## DATA LISTING

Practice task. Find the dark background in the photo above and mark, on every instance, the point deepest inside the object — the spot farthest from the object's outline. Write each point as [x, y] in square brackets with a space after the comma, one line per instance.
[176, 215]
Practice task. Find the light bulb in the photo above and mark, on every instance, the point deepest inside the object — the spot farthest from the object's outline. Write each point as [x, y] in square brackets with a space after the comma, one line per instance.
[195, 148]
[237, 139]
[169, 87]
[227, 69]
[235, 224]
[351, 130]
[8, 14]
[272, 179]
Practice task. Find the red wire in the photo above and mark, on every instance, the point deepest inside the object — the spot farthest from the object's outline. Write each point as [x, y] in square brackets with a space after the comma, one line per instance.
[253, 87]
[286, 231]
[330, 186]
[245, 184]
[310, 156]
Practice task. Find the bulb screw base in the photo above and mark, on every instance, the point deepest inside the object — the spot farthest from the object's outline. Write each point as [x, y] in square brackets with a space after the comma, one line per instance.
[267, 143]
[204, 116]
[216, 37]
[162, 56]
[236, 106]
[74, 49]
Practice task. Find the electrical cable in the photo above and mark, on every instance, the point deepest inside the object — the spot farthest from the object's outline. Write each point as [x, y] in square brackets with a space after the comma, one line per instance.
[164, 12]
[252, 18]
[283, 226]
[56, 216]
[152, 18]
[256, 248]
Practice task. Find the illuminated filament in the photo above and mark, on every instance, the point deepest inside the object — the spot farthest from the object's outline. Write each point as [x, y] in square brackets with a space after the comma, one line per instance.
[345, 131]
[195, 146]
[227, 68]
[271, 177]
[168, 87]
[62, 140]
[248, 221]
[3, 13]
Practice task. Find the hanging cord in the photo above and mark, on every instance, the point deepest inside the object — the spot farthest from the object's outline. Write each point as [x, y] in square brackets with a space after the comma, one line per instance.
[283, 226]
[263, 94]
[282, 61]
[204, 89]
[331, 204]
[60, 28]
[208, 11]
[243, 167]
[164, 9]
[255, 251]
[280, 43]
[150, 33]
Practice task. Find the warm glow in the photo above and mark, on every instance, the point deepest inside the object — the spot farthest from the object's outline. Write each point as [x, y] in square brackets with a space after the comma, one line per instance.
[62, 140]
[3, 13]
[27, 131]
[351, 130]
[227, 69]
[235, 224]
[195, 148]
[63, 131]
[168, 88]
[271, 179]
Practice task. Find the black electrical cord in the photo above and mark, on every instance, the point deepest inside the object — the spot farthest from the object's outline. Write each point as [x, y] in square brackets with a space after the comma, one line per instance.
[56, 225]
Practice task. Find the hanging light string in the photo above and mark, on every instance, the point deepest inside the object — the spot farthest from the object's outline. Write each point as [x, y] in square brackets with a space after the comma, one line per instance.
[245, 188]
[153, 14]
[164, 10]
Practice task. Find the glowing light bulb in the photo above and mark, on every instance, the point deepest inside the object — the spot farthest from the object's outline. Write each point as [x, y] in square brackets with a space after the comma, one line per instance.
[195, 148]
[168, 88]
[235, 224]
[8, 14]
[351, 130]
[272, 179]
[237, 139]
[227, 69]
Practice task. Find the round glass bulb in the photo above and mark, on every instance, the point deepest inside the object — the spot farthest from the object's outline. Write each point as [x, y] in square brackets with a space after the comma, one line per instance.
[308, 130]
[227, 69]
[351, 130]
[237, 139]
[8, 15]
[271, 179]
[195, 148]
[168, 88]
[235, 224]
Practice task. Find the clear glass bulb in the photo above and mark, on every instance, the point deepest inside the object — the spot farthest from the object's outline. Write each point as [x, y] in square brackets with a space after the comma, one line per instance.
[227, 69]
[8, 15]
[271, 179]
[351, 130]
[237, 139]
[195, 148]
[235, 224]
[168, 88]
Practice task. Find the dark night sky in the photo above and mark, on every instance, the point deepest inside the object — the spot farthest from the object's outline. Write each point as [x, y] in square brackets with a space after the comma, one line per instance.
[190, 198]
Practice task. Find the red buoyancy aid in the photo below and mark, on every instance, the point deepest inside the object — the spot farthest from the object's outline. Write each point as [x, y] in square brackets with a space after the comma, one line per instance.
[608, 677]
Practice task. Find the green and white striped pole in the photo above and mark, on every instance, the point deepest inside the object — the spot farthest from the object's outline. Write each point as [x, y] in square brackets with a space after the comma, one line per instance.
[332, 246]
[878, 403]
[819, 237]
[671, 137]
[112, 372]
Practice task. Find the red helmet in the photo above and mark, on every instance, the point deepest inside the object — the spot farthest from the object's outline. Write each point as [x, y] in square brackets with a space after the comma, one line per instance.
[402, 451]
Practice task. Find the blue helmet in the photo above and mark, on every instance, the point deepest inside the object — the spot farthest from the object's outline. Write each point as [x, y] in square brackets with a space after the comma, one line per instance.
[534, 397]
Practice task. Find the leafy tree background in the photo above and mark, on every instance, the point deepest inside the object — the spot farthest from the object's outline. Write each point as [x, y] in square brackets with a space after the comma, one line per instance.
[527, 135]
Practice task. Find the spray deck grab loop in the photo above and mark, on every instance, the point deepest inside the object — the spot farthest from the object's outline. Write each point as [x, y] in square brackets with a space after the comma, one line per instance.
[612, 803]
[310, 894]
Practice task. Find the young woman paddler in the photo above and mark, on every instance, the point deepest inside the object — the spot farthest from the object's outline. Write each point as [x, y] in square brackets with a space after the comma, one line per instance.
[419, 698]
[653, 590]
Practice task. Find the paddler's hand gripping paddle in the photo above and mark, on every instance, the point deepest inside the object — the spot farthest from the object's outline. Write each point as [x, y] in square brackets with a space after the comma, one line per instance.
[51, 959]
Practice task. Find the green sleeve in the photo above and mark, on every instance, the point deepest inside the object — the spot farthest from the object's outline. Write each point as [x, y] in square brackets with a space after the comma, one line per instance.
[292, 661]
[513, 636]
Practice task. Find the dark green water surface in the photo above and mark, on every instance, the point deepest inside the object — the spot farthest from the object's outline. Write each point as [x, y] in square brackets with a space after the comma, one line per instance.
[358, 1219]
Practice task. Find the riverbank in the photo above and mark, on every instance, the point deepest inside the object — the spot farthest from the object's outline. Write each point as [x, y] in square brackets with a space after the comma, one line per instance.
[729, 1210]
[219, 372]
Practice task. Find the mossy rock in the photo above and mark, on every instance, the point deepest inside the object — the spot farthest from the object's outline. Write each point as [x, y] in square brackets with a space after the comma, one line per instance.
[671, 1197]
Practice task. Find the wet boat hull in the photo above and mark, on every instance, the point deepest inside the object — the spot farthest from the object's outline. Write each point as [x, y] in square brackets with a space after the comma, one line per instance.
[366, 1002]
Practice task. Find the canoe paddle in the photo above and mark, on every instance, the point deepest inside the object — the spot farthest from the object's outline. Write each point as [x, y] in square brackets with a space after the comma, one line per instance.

## EXERCISE AIM
Take the data above and return it exactly.

## THE REPLY
Practice task. Find the dark background in the photo above and mark, on every instance, the point deepest inside the object — the spot farthest from the object's outline. Write each point as [x, y] in square brackets with a space after the comma, one line per instance.
[176, 215]
Practice task. Find the light bulb in the photo above and mark, on every instance, the point deepest inside the object — the spot farthest from the object's outline. Write each point as [x, y] in square brackets with a space after the comma, one line per instance.
[195, 148]
[237, 139]
[169, 87]
[227, 69]
[235, 224]
[351, 130]
[8, 14]
[272, 179]
Practice task. Find the red wire in the photo above and mark, on every instance, the point deepest inside the object — the spot farthest from the object's outline. Write each point as [x, y] in square brackets with a space after the comma, one line per instance.
[253, 87]
[286, 231]
[330, 186]
[245, 184]
[310, 156]
Practice task. Find the bulb screw base in the photo above and mark, on every instance, the point deepest inside the object — the spot farthest from the object's outline. Write each point as [x, y] in square brackets with a space after the comma, one line per instance.
[267, 143]
[204, 116]
[216, 37]
[162, 56]
[236, 106]
[74, 49]
Practice task. Find the electrical cable in the photo above and mark, on every instance, the point deepest inside the object — the spot farthest from the object's outline. Write each point as [x, y] in square brackets with a space after the comma, one line per instance.
[164, 12]
[252, 18]
[283, 226]
[56, 216]
[152, 18]
[256, 248]
Practice task. Find the illuminated filament in the photo above and mark, on every instance, the point deepest inside the object — the spot farthest from the object's outline. Write each point as [x, y] in square brackets with a space after the comma, one line per instance.
[345, 131]
[195, 146]
[227, 68]
[271, 177]
[168, 87]
[62, 140]
[248, 221]
[3, 13]
Practice task. Find the hanging cord in the photo above and mark, on every instance, the point deepest inside the object — the spot farthest from the object's outline. Write each point as [x, y] in square brackets with a space after the comma, one line per instance.
[283, 226]
[263, 94]
[282, 61]
[204, 89]
[331, 204]
[60, 28]
[208, 11]
[243, 167]
[164, 9]
[255, 251]
[280, 43]
[150, 33]
Practice task. Find the warm glow in the photo above and mark, on every instance, the point deepest inside the object — the spot farthest from the object's outline. Write each point as [x, y] in square brackets with a space after the comma, one line per instance.
[62, 140]
[3, 13]
[27, 131]
[351, 130]
[227, 69]
[235, 224]
[195, 148]
[63, 131]
[168, 88]
[271, 179]
Practice task. Find the black electrical cord in the photo above and mark, on every instance, the point deepest inside the object — the spot farthest from the object's outline. Write each point as [x, y] in square brackets with a space after the comma, one line per instance.
[56, 225]
Practice task. Find the hanging light string in the photo above and mark, on every instance, the point deepest inside the object — the spot farthest from the object's outline. Write each point as [x, y] in square brackets with a space after the comma, one line per instance.
[245, 188]
[153, 14]
[164, 10]
Practice task. Find the glowing light bulb in the photo above and mark, on every instance, the point deepest inside the object — the spot farthest from the object's outline. Write each point as [x, y] in square brackets with a space after the comma, one line per instance.
[195, 148]
[168, 88]
[235, 224]
[8, 14]
[351, 130]
[272, 179]
[237, 139]
[227, 69]
Practice task. Find the round glass bulb in the photo above and mark, on every instance, the point deepest inside the object — the spot farthest from the object's outline. Write each point as [x, y] in square brackets with a space after the comma, one line per instance.
[308, 130]
[227, 69]
[351, 130]
[237, 139]
[8, 15]
[271, 179]
[195, 148]
[168, 88]
[235, 224]
Practice task. Find the clear glass bulb in the photo above and mark, on every instance, the point deepest inside the object — the spot farthest from the object's outline. Write each point as [x, y] in square brackets with a space after the comma, one line per instance.
[227, 69]
[8, 15]
[271, 179]
[351, 130]
[237, 139]
[195, 148]
[235, 224]
[168, 88]
Practice task. Find the dark night sky in the photo above and mark, on every instance, the point deepest inside the object — the spot farthest from the object's outline. Write each point as [x, y] in square brackets with a space after the comma, one line per instance.
[190, 198]
Practice task. Find the red buoyancy aid in the photo below and mark, on every instance, the point deepest inside the object — the spot farthest from the object's outline. Write each point as [x, y] in square brackets with a space after the comma, one line per instance.
[608, 677]
Practice task. Find the green and white striped pole in the photo above and mark, on every instance, the point deepest inside the object — the spot farthest from the object's outline. Write each point as [x, y] in square brackets with a space after the comma, one line per instance.
[332, 246]
[878, 403]
[819, 237]
[671, 137]
[112, 372]
Practice task. Find the red helmet in the photo above and mark, on every instance, the point deepest inside the object — the spot farthest from the object's outline. Write each point as [x, y] in square brackets with a space after the comma, one line per instance.
[402, 451]
Practice task. Find the blue helmet in the photo above and mark, on every instance, the point deepest inside the object — the spot farthest from the object's outline. Write each point as [x, y] in square brackets with a space after the comma, one line per instance.
[534, 397]
Practice task. Find the leafy tree background in the photo above and mark, on every instance, the point deepest inside the object — the spot farthest from the object's outline. Write each point as [x, y] in square brackets with a space after the comma, one line per instance.
[527, 135]
Practice task. Find the spray deck grab loop in the photo above and mark, on every instance, the point deepest inside the object — the spot farthest from the object's outline. Write each point as [x, y] in square brackets with a space after the comma, one line per instance.
[612, 803]
[310, 894]
Practice task. Find the young woman paddler in the photo above and mark, on every instance, the point deepest inside the object — the spot farthest from the object's outline. Write each point as [x, y] in square brackets with a space after the comma, one line per instance.
[419, 698]
[653, 590]
Practice task. Find the paddler's hand gripping paddle in the photo above and mark, on every instance, the point deepest inside the object — the spot farthest from the object's outline. Write each point as [x, y] in square brackets with a space after the comma, one line per instance.
[51, 959]
Practice task. Find the green sleeve in the photo above and mark, on every instance, the point deepest inside the object — the spot farthest from the object's outline. Write each point as [x, y] in square brackets with a space after the comma, one line per instance.
[292, 661]
[513, 636]
Practice task. Find the dark green water surface in the photo above and mark, on every instance, the point deepest inside the object — the spot farthest from the object's outline. Write each point as [x, y] in square brackets with a space after the comma, one line per instance.
[358, 1219]
Practice task. Find the riverbank in the photo above and mark, on every instance, the point deepest inside the object — the spot farthest from the object's outline. Write each point as [x, y] in square brackets with a space after the comma, one line per instance.
[729, 1210]
[219, 372]
Practice task. Find the mossy rock in the photo above and mark, on every instance, the point deepest inside the object — the spot farthest from the object's outline. Write each point as [x, y] in square brackets with a space after the comma, one line per instance.
[671, 1197]
Practice task. Find the wet boat hull in the photo above and mark, on every instance, the point deepest inside the object — the spot farthest from the object's outline. Write each point as [x, y] in square brackets with a space after the comma, one line per instance.
[366, 1002]
Practice task. Find the canoe paddle in the photo above and mark, on every instance, the point deepest inside the object — the spot farthest from the object's outline. Write each point as [x, y] in square brackets with a space after the comma, one line per instance.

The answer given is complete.